◆ EXTRAIT DU DOCUMENT:
***

Les Journées de juillet désignent les troubles qui éclatent à Petrograd, en Russie, entre le 3 et le 7 juillet 1917 (a.s) pendant lesquels des soldats et des ouvriers de la ville se révoltent contre le gouvernement provisoire. Le mouvement échoue et une vague de répression s'abat sur les bolchéviks. Lénine entre dans la clandestinité, tandis que les autres dirigeants sont arrêtés, ce qui entraîne une baisse temporaire de l'influence bolchevik.

1 Contexte

Depuis la révolution de Février, la Russie connaît une situation de double pouvoir. Le pays s'est couvert de soviets, en particulier dans les villes, mais il reste dominé par le gouvernement provisoire de Kerensky.

Etant donné que le gouvernement de collaboration de classe refuse les revendications populaires (la paix, la journée de 8 heures, la réforme agraire), les bolchéviks mènent une agitation de plus en plus efficace avec les mots d'ordre « La paix, le pain et la terre » et « Tout le pouvoir aux Soviets ». Ils progressent rapidement, mais surtout dans les milieux ouvriers urbains.

Le 3 juin 1917 s'ouvre le premier Congrès des Soviets de Russie. Les bolcheviks n'y ont que 105 délégués contre 285 pour les socialistes-révolutionnaires et 248 pour les mencheviks[1],[2], mais ils dénoncent vigoureusement l'entente avec la bourgeoisie, et Lénine déclare que le Parti bolchevik est prêt à exercer le pouvoir[3]. Dans le même temps, la tension monte parmi les soldats de Petrograd. Le Congrès des Soviets organise pour le 18 juin une manifestation de soutien aux soviets qui prend un caractère pro-bolchevik.

Alexandre Kerensky, alors ministre de la Guerre et de la Marine, persuadé que la démocratie russe ne pouvait survivre qu'avec une armée forte et disciplinée et que le moral de celle-ci avait besoin du prestige d'une victoire militaire, ordonne pour le 12 juin[4] une vaste offensive contre les forces austro-hongroises, l'« offensive Kerensky ». Le 16 juin, l'armée déclenche d'intenses pilonnage d'artillerie contre les Autrichiens pendant deux jours[5], puis passe à l'attaque. D'abord avec succès. Puis les soldats se mutinent et refusent les ordres d'attaque. Refus qui se transforme bientôt en débandade[6].

Le 20 juin, le 1er Régiment de mitrailleurs, fort de 10000 hommes, la plus importante unité de la capitale, cantonnée à Vyborg, dans la périphérie de Petrograd, reçoit l'ordre d'envoyer 500 mitrailleuses et leurs servants au front, soit la moitié de ses forces[7]. L'objectif est double : d'une part, apporter un renfort sur le front, et d'autre part se débarrasser de troupes agitées. Le régiment se mutine sous l'instigation d'agitateurs bolcheviks[8], mais cela va à l'encontre des engagements pris par le Gouvernement provisoire : les soldats ayant fait la révolution de Février à Pétrograd ne seraient pas envoyés au front, leur tâche étant de défendre la ville contre une « contre-révolution »[7].

***

◆ DONNÉES FOURNIES:
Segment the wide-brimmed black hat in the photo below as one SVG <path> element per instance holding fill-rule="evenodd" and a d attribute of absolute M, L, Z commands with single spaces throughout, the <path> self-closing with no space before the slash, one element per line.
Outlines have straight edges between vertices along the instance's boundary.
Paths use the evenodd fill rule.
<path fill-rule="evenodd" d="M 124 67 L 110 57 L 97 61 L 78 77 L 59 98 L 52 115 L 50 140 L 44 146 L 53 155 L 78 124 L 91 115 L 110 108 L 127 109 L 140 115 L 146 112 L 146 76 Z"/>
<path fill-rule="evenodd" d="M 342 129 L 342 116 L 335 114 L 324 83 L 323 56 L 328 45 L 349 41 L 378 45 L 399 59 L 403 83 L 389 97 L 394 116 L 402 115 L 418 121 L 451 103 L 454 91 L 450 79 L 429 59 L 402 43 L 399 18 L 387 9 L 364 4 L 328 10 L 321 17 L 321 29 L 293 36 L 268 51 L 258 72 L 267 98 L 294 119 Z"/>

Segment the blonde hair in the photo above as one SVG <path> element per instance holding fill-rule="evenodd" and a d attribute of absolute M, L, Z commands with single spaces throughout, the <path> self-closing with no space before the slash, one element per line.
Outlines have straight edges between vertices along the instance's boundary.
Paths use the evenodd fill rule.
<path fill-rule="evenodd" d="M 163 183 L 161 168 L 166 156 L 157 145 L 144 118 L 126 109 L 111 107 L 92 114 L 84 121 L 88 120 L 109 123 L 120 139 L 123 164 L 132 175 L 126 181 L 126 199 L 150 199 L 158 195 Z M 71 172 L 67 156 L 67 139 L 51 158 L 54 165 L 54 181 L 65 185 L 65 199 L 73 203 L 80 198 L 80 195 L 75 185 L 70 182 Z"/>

***

◆ TÂCHE COURTE A:
Reprenez, s'il vous plaît, le passage sur les Journées de juillet en commençant aux mots « Les Journées de » et en vous arrêtant après « de l'influence bolchevik. ». Substituez « Saint-Pétersbourg » à « Petrograd ».
◆ TÂCHE COURTE B:
D'après le passage sur les Journées de juillet, combien de délégués les bolcheviks ont-ils au premier Congrès des Soviets de Russie ?

◆ RÉPONSE FINALE A:
Les Journées de juillet désignent les troubles qui éclatent à Saint-Pétersbourg, en Russie, entre le 3 et le 7 juillet 1917 (a.s) pendant lesquels des soldats et des ouvriers de la ville se révoltent contre le gouvernement provisoire. Le mouvement échoue et une vague de répression s'abat sur les bolchéviks. Lénine entre dans la clandestinité, tandis que les autres dirigeants sont arrêtés, ce qui entraîne une baisse temporaire de l'influence bolchevik.

◆ RÉPONSE FINALE B:
Ils y ont 105 délégués.